Text section:
────────

October 20, 2018 – Palenville, NY
Difficulty: Moderate – Strenuous
Length: Approximately 6 miles
Max elevation: 2,656 ft.– total elevation gain approximately 1,274 ft.
Route type: Circuit
Fee: $10.00 per vehicle Day Use (in season) – Empire Pass Accepted
Trailhead parking: 874 N Lake Rd, Haines Falls, NY 12436
Catskill Park is not actually a single park but consists of public and private lands in the Catskills region open to hikers. It consists of 700,000 acres in Southeastern New York’s Ulster, Greene, Delaware and Sullivan Counties. The Catskill Forest Preserve is the state land within the Catskill Park.
North-South Lake is the biggest and most popular state campground in the Catskill Forest Preserve, offering extraordinary scenic beauty, and historical sites, such as: Alligator Rock, Kaaterskill Falls, and the former site of the Catskill Mountain House. The provinces around the lake have long provided visitors with exceptional views of the surrounding countryside. It is said that on a clear day, you can see five states from the escarpment. The campground offers access to numerous hiking trails. The short hike to the Catskill Mountain House site provides the reward of incredible vistas. Longer and more strenuous hikes can bring you to such spots as Artist’s Rock, Sunset Rock, Newman’s Ledge, Boulder Rock, and the Kaaterskill Hotel and Laurel House sites. Kaaterskill Falls lies outside the campground and can be reached by several connecting trails.
At the end of our hike, Kaaterskill Falls & Inspiration Point Loop, the previous week, we stopped off at the Catskill Mountain House site to take in the view and have a snack. I was so enamored with the view that I just had to come back and explore the area a little further. This loop hike covers the northeastern section of the North-South Lake area which includes the most dramatic section of the Escarpment Trail.
After entering the campground, we followed North Lake Road all the way to North Lake Beach and through the day-use area public lot, towards the large picnic pavilion, turned left and parked in a dirt lot. This is the closest one can park to the Catskill Mountain House site and the Escarpment Trail also passes through the upper portion of the parking area. As luck would have it, the morning started out with heavy fog so we adjusted the hike slightly until it cleared up. From the parking area, we headed east to the blue-blazed Escarpment Trail and began walking uphill on the gravel road. From the parking area it is a 0.2 mile uphill walk.
In a short distance, the Escarpment Trail reaches a T-Intersection and turns left. The blazes indicating the left turn are well above eye level on a tree, a good distance away from the junction.
Almost immediately after turning left, the trail passes between what remains of the two stone gateposts of what was once America’s most fashionable resort.
The trail continues out to an open field, the site of the Catskill Mountain House.
On this morning the fog was so thick that there were no views to be had.
The same location and view the previous week. On a clear day you can see five states.

────────

Supplied records:
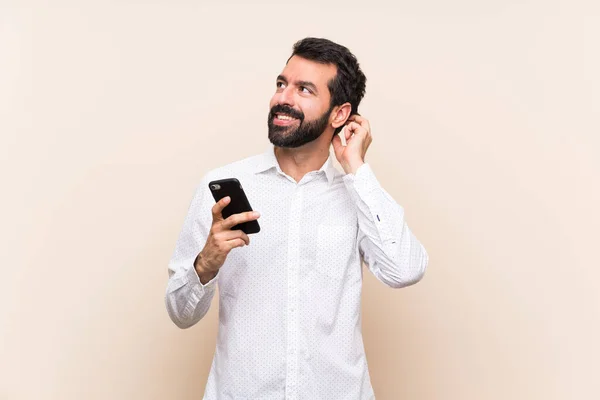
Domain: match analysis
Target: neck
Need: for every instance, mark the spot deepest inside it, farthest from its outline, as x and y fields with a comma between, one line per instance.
x=298, y=161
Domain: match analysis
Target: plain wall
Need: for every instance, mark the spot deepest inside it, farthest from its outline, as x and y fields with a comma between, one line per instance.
x=485, y=124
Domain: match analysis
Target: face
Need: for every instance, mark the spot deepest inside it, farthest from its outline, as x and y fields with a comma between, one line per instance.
x=300, y=107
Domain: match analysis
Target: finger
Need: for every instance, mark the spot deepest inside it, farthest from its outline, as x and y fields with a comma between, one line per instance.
x=217, y=209
x=353, y=128
x=239, y=218
x=230, y=235
x=232, y=244
x=338, y=147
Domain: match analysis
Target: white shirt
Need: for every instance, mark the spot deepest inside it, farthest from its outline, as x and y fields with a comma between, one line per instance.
x=289, y=303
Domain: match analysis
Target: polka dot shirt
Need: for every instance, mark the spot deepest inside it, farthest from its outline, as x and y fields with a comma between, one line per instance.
x=289, y=303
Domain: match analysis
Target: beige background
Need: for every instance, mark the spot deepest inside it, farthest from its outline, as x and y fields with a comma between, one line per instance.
x=485, y=123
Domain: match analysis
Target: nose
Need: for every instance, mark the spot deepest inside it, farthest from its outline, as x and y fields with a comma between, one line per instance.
x=286, y=97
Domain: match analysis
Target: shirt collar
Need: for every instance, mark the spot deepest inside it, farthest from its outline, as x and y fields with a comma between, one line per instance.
x=267, y=160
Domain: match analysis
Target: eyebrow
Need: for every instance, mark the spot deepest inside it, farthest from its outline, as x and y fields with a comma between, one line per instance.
x=307, y=84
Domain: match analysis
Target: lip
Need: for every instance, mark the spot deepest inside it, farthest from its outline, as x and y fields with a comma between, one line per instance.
x=282, y=122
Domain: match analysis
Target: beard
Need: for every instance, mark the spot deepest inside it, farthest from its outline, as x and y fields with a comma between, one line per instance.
x=291, y=136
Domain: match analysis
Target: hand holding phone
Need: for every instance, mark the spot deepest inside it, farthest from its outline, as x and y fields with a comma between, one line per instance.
x=233, y=220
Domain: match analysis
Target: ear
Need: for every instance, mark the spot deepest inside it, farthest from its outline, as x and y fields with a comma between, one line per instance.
x=340, y=114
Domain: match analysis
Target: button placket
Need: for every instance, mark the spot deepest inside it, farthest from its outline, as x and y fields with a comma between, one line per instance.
x=292, y=297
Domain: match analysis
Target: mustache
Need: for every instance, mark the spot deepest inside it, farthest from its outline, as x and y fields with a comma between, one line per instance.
x=286, y=110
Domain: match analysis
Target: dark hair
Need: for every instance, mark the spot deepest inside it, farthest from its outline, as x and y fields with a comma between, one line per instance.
x=349, y=83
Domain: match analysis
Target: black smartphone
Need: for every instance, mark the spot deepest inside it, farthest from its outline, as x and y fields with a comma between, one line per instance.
x=239, y=202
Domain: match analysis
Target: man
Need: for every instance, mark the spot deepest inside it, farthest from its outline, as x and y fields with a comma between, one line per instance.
x=289, y=296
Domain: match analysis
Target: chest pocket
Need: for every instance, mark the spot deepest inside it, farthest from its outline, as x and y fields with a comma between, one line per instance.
x=336, y=245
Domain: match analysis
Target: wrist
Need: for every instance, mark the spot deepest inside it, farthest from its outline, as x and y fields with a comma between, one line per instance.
x=352, y=166
x=200, y=266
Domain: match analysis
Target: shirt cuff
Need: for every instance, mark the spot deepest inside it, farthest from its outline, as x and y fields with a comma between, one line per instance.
x=194, y=279
x=363, y=181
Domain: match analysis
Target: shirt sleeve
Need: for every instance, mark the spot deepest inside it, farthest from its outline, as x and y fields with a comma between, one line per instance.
x=388, y=247
x=187, y=299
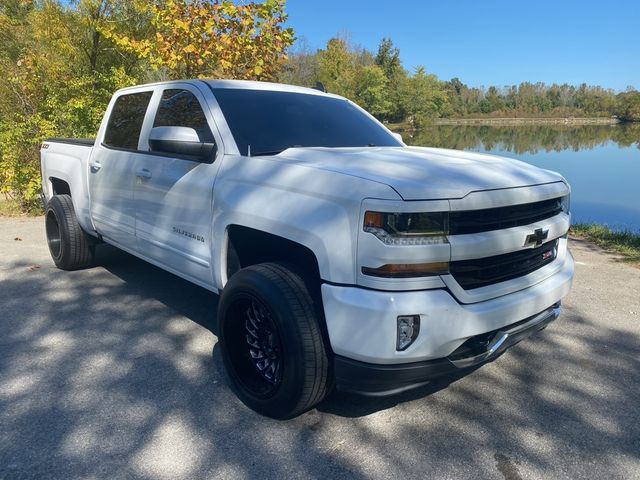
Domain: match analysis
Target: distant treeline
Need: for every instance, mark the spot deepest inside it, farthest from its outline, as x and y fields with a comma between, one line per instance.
x=525, y=139
x=379, y=83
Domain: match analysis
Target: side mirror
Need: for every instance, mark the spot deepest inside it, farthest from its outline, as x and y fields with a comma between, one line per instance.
x=182, y=141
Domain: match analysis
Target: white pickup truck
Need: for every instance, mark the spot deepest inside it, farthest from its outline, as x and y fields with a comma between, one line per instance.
x=342, y=256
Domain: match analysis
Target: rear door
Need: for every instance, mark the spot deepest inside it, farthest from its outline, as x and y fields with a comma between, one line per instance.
x=111, y=169
x=174, y=195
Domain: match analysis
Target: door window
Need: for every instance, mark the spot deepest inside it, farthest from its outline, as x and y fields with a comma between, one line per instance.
x=181, y=108
x=125, y=122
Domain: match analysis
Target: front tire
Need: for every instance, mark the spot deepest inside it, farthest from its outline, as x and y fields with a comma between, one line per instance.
x=71, y=247
x=271, y=342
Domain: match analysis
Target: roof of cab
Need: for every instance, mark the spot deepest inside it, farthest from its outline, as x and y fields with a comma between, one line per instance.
x=239, y=84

────────

Set task 1: According to the hike account, how many acres does Catskill Park cover?
Set task 2: Extend the Catskill hike account, picking up right after its last sentence.

Final result 1: 700,000 acres.

Final result 2:
The Mountain House location had been famous for its panoramic views of the Hudson Valley before the building of the hotel. Artists and writers had discovered the Catskills earlier, and frequented the Mountain House once it was built. Washington Irving and artists of the new Hudson River School, most notably Thomas Cole, enjoyed and depicted the hotel.
Interpretive signage is located at the summit.
The Catskill Mountain House was built in the fall and winter of 1823, and opened in the summer of 1824. Located on a cliff 1,630 feet above the hamlet of Palenville, it offered sweeping views of the Hudson River Valley. In its heyday, “America’s Grandest Hotel” catered to 400 guests a night, including three United States presidents, Ulysses S. Grant, Chester A. Arthur, and Theodore Roosevelt, as well as other prominent figures of the day.
The view that made the Mountain House famous came at a cost, getting up the 1,600 ft. climb from the valley required a five-hour stagecoach ride. As more competing hotels that were easier to reach began to be developed, the Mountain House built the cable-operated Otis Elevating Railway to bring its guests directly from the Hudson to the hotel. But the railway proved to be expensive to operate, and was finally sold for scrap in 1918 during World War I.
The Mountain House hung on until the start of World War II, but the season of 1941 would be it’s last. In 1962 the State of New York acquired the property, and the hotel, severely damaged by weather, years of neglect and an unfinished attempt to renovate the hotel in 1952-1953, was burned by the New York State DEC on Jan. 25, 1963.
All that remains of what was once America’s first mountaintop resort are the gateposts, the sweeping views from the cleared site and the carvings in the red sandstone rocks from visitors long ago.
Since this hike was centered around views, we stayed at the Catskill Mountain House Site for a while, hoping for the fog to dissipate. The wind began to blow the fog past the cliff and we were hopeful, but that only lasted briefly. I was able to capture an image of the precipitous cliff in the few moments it was clear.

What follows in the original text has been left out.